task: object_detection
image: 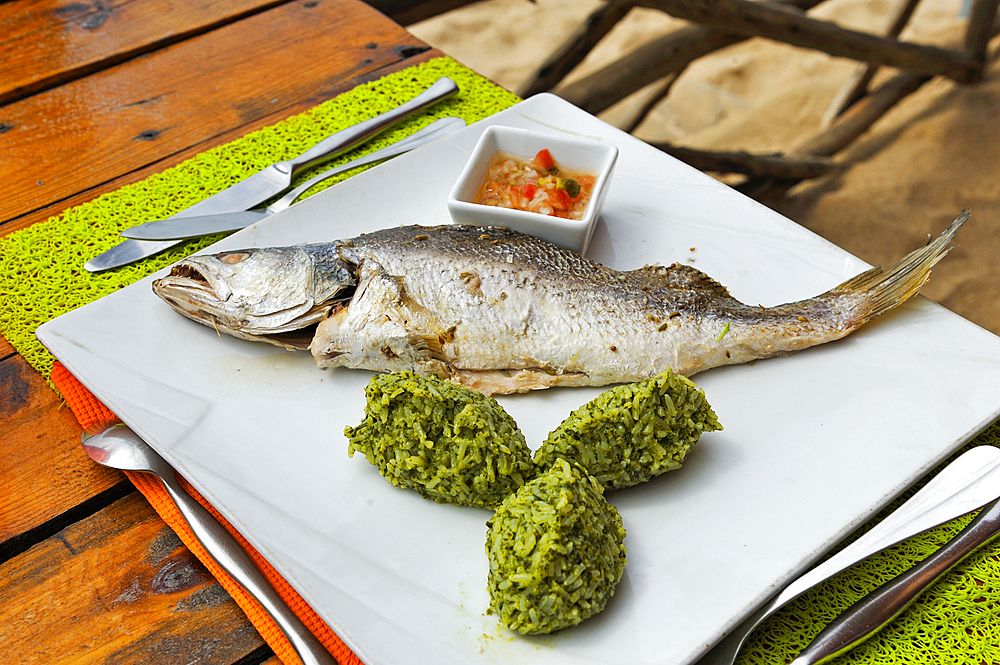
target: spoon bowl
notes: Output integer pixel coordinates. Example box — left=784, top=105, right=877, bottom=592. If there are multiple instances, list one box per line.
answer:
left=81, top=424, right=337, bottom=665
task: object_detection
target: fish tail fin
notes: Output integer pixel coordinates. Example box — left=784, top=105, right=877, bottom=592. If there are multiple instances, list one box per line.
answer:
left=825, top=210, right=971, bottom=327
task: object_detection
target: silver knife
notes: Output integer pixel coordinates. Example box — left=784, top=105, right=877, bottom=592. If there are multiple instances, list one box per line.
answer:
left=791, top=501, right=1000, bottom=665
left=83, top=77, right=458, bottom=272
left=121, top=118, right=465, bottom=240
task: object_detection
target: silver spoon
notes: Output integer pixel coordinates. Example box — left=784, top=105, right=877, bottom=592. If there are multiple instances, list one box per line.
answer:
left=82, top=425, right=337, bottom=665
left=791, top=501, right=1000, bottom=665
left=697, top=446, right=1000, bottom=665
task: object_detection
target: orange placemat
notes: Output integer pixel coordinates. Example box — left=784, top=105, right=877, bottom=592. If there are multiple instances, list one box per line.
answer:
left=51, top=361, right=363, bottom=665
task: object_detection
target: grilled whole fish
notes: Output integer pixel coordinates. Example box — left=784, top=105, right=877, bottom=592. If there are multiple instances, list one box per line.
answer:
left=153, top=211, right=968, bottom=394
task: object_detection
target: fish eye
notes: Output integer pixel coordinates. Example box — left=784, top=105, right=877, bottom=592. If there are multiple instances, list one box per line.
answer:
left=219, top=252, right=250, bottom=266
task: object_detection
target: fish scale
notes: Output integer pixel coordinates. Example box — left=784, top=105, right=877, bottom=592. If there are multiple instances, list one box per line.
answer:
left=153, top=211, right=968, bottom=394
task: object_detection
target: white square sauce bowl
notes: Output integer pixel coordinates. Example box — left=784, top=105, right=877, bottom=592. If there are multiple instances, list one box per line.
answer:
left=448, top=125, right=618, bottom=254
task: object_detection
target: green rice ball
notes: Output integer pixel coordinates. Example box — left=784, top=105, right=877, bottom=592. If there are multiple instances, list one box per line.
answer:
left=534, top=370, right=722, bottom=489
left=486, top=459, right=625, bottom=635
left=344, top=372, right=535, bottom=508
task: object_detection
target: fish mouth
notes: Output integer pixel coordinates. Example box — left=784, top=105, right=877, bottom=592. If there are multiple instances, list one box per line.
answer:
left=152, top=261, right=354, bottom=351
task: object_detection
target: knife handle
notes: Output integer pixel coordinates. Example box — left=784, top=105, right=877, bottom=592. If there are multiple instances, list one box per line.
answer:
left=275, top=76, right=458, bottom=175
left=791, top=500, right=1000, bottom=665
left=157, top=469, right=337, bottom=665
--
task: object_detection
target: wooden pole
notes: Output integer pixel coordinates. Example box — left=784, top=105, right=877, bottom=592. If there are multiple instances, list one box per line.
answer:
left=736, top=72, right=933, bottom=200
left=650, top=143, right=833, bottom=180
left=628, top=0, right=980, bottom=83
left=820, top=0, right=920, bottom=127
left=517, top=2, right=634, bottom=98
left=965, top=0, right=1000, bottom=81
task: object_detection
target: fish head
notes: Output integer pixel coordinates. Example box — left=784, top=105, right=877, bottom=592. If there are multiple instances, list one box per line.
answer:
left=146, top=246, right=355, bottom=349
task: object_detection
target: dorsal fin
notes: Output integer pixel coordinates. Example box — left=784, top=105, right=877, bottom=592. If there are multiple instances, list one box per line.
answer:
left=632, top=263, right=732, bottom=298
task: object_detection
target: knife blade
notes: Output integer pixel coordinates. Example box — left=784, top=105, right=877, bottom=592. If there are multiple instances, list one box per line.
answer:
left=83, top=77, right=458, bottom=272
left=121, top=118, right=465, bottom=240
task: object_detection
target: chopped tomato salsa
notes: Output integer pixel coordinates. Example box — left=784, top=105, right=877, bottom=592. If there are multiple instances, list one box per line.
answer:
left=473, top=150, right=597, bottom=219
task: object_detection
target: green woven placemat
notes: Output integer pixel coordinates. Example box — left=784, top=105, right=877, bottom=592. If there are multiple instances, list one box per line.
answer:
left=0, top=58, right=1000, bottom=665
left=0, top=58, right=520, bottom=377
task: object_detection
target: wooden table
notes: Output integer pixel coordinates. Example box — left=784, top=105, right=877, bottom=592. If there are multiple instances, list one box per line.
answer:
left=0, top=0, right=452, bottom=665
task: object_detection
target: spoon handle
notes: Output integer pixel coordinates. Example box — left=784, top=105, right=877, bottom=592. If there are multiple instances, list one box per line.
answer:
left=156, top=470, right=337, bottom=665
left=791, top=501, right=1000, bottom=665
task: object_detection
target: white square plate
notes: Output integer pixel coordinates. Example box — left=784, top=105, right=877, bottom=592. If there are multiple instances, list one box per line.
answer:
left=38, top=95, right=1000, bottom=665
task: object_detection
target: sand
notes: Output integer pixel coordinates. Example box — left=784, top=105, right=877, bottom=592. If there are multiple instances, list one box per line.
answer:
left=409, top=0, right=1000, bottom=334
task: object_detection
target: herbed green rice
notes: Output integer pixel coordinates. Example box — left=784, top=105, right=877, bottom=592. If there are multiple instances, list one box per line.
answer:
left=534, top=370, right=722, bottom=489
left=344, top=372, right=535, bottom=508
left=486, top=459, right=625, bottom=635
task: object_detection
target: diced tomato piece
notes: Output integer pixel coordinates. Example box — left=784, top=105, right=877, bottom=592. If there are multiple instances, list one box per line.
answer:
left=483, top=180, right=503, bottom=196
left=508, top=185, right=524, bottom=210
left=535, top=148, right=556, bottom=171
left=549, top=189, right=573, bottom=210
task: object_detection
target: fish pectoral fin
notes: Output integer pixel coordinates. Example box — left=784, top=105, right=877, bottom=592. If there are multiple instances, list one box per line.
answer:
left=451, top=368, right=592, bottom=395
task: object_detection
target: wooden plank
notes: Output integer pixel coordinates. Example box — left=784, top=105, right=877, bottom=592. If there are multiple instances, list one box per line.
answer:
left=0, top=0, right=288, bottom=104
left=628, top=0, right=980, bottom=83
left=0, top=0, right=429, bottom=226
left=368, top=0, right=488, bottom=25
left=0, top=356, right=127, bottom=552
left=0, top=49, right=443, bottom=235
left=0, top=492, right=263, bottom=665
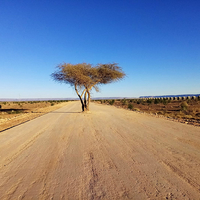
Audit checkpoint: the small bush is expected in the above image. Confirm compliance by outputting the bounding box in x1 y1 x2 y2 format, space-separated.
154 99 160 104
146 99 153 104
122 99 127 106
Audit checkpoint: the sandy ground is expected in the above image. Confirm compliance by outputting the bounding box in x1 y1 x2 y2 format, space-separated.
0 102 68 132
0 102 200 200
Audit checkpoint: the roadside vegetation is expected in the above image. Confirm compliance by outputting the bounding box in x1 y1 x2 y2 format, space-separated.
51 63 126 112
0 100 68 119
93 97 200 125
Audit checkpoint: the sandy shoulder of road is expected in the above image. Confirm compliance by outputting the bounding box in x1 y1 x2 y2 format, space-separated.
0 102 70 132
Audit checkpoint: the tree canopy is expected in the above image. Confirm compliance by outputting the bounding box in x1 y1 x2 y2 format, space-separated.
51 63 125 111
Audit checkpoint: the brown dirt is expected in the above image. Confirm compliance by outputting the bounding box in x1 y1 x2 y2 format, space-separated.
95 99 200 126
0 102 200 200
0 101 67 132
...
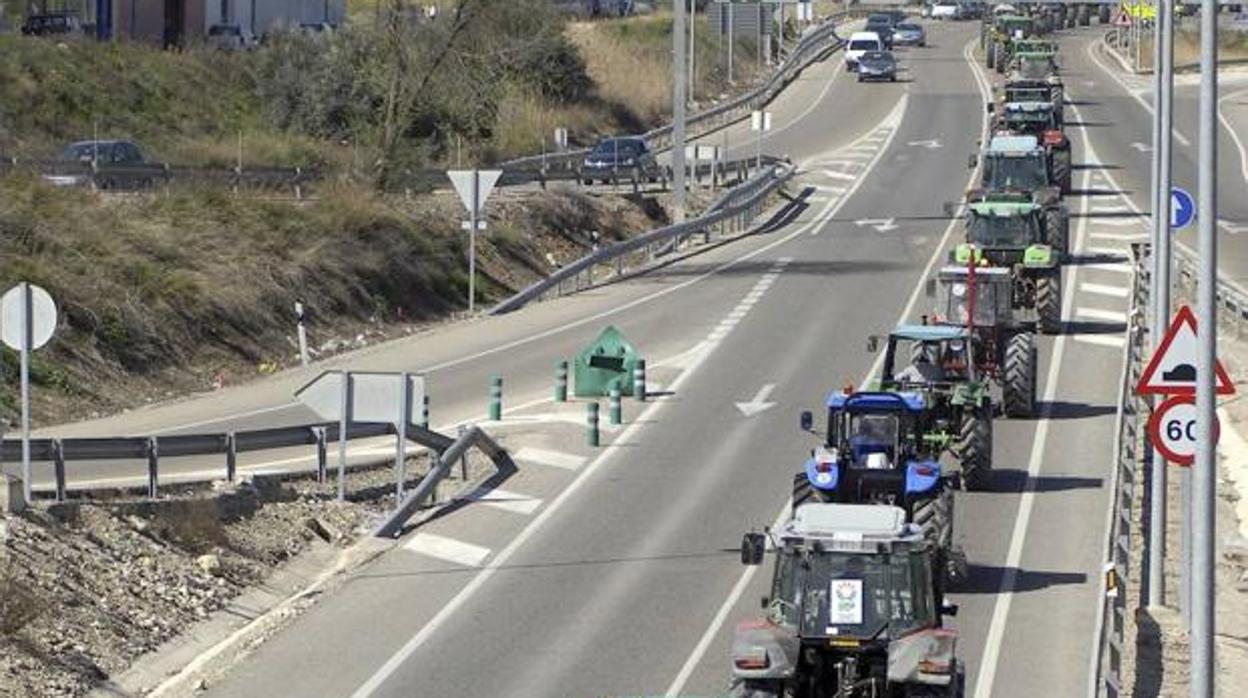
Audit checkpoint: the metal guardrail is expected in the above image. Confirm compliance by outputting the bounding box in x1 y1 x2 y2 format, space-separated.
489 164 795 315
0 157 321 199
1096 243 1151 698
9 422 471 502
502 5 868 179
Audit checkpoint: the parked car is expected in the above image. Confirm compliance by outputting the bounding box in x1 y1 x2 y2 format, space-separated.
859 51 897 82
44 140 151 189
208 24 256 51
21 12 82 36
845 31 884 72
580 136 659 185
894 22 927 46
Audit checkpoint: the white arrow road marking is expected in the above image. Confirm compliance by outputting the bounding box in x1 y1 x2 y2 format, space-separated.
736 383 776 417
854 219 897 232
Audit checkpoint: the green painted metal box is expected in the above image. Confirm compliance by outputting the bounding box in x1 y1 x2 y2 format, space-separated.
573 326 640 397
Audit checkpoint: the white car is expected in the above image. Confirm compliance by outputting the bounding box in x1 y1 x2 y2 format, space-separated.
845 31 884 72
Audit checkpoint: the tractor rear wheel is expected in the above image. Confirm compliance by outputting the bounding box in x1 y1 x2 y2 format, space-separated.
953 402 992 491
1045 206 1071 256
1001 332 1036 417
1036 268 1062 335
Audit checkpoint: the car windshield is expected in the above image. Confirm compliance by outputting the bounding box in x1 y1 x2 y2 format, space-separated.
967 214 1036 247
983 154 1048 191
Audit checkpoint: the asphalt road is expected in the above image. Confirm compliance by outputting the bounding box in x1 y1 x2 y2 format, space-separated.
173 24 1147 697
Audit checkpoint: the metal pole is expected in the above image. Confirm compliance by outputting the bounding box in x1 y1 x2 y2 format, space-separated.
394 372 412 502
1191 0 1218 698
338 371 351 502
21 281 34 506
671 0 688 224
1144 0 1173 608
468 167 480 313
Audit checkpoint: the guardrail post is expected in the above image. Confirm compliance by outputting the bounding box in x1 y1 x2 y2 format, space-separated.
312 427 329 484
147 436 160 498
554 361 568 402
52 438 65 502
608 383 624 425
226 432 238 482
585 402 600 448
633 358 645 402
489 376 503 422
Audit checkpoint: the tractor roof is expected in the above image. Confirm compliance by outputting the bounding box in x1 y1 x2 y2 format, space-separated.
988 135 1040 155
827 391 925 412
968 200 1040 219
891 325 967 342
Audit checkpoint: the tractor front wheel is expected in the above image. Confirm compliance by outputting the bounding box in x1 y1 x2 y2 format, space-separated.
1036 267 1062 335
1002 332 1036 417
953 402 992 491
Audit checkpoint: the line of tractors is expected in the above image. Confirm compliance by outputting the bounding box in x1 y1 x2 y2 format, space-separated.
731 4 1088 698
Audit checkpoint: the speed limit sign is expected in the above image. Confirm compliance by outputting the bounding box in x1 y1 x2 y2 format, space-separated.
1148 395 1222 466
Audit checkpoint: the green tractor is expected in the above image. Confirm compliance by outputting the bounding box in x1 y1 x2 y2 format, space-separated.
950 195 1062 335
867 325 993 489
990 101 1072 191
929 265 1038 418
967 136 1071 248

**Exercise**
Locate every line in the items above that contains the string "handle" and copy each of those lines. Case counts.

**Full output**
target: knife handle
target: spoon handle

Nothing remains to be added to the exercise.